**** TRECHO SELECIONADO

A aprovação do relatório da ANS ocorre paralelamente à ação de uma comissão especial da Câmara para rever, em regime de urgência, a Lei dos Planos de Saúde (Lei 9.656/98). O objetivo é mudar a legislação a partir da junção de 140 projetos que tratam do tema.

Entre os possíveis retrocessos, estão a proibição de aplicação do Código de Defesa do Consumidor (CDC) aos contratos de planos de saúde; autorizar a venda de planos “populares” ou “acessíveis”, segmentados e com imensas restrições de coberturas; acabar com o ressarcimento ao SUS, previsto na lei 9.656/98, toda vez que um cliente de plano de saúde é atendido na rede pública; a total liberação de reajustes dos planos individuais, que hoje obedecem a teto anual já acima da inflação; e a transformação em “máximo” do atual rol mínimo de itens de cobertura obrigatória pelos planos de saúde.

Para as organizações de defesa dos consumidores, as propostas trazem retrocessos nos direitos dos consumidores, a exemplo do que vem ocorrendo de maneira generalizada em diversas áreas, como telecomunicações, serviços financeiros, aviação e saúde.

Coordenador do Movimento Chega de Descaso, o farmacêutico Leandro Farias entende que o descaso à saúde da população tende a aumentar com a implementação dessas mudanças. “Grande parte das pessoas não tem noção de seus direitos. Muita gente desconhece a ANS. Estamos vivendo uma crise das instituições. E além disso temos as empresas de saúde privada entre as maiores doadoras de campanha do atual ministro da Saúde, Ricado Barros”, disse.

Farias lembra que na última eleição, Barros teve como seu maior doador individual de campanha para deputado federal o diretor-presidente e fundador da administradora de planos de saúde Aliança, Elon Gomes de Almeida, que doou R$ 100 mil.

Na sua avaliação, as mudanças nas regras dos planos de saúde, que afetam em cheio o direito dos usuários, devem aumentar a judicialização. Dados da 13ª edição do Relatório Justiça em Números do Conselho Nacional de Justiça, divulgada no início de setembro, mostram que até o final de dezembro passado tramitavam em todas as instâncias da Justiça do país 1.346.931 processos envolvendo saúde. Desse total, 427.267 eram referentes a planos de saúde.

********
**** DADOS EXTRAÍDOS

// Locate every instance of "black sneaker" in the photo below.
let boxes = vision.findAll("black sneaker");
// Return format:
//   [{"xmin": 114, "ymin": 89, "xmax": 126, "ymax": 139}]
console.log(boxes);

********
**** DADOS EXTRAÍDOS

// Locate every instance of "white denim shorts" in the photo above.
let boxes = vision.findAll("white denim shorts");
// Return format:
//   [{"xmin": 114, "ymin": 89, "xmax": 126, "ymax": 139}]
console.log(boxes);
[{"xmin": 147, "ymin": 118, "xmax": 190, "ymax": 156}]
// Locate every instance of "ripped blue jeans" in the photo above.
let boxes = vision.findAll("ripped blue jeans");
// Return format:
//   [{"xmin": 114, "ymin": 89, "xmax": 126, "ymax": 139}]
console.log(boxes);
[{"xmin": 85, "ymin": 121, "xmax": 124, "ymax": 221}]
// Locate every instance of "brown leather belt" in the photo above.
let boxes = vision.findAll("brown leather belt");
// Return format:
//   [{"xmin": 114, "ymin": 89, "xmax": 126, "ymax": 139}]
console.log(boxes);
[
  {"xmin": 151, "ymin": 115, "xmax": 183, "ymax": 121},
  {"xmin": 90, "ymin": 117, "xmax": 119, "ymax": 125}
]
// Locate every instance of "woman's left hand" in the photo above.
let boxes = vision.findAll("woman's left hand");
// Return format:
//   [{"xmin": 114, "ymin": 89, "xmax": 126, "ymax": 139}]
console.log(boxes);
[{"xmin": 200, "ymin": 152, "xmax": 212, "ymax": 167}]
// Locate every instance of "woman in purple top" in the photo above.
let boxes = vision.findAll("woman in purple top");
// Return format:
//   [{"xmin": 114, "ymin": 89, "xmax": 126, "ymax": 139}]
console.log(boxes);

********

TAREFAS A REALIZAR »
A) Reproduza o trecho do texto sobre os planos de saúde compreendido entre "Coordenador do Movimento" e "R$ 100 mil.", inclusive, substituindo "farmacêutico" por "profissional de saúde".
B) Dê prosseguimento ao texto sobre as mudanças nos planos de saúde, começando após a última frase apresentada.

RESPOSTAS POR TAREFA »
A)
Coordenador do Movimento Chega de Descaso, o profissional de saúde Leandro Farias entende que o descaso à saúde da população tende a aumentar com a implementação dessas mudanças. “Grande parte das pessoas não tem noção de seus direitos. Muita gente desconhece a ANS. Estamos vivendo uma crise das instituições. E além disso temos as empresas de saúde privada entre as maiores doadoras de campanha do atual ministro da Saúde, Ricado Barros”, disse.

Farias lembra que na última eleição, Barros teve como seu maior doador individual de campanha para deputado federal o diretor-presidente e fundador da administradora de planos de saúde Aliança, Elon Gomes de Almeida, que doou R$ 100 mil.

B)
Usuários

O Chega de Descaso, que presta consultoria jurídica gratuita a usuários de planos de saúde do Rio de Janeiro, de maneira presencial, e de modo virtual para aqueles que vivem nos demais municípios e estados, lançou recentemente uma campanha (assista vídeo abaixo).

“O movimento precisa de ajuda para cobrir os custos de manutenção de um espaço físico, onde serão realizados gratuitamente os atendimentos à população, e também para a construção de uma plataforma online de mapeamento que abrigará um banco de dados com os diversos reclames da população desassistida pelo sistema de saúde, permitindo não só tornar mais eficiente o apoio e o acompanhamento da vítima, como também realizar o monitoramento das unidades de saúde pública e privada”, disse Farias.

Entre os temas mais reclamados estão reajustes abusivos de mensalidade, negativa de cobertura, demora no agendamento de consultas ou procedimentos, falta de leitos em CTI/UTI, falta de medicamentos.

“Ao atendermos a população nós procuramos fazer um mapeamento das unidades de saúde a partir das demandas, e ao alimentarmos um banco de dados visamos pautar políticas públicas para o setor saúde”, disse. “Sempre levantando a bandeira da saúde como direito e não bem de consumo. Nós transformamos as demandas individuais em lutas coletivas. A saída jamais pode ser individual, ou seja, precisamos lutar em defesa do direito universal, e não nos iludirmos com a aquisição de planos de saúde”.

De acordo com ele, atender detentores de plano de saúde permite ainda demonstrar que a solução para a saúde é o fortalecimento do SUS. “Acredito que escritórios de advocacia e órgãos de defesa do consumidor ‘param na página’ referente ao direito do consumidor. A gente atravessa essa barreira, trabalha a educação popular em saúde e ainda participa de instâncias de participação social. Denunciamos a máfia da saúde privada composta por empresários, laboratórios, indústria farmacêutica, planos de saúde, OSs, membros do legislativo e executivo. Sem falar que detestamos esse termo ‘consumidor’ quando se refere à saúde, assim como ‘paciente’ ou ‘cliente’. Tanto na saúde privada quanto pública utilizamos termos como ‘usuário’ ou ‘assistido’”.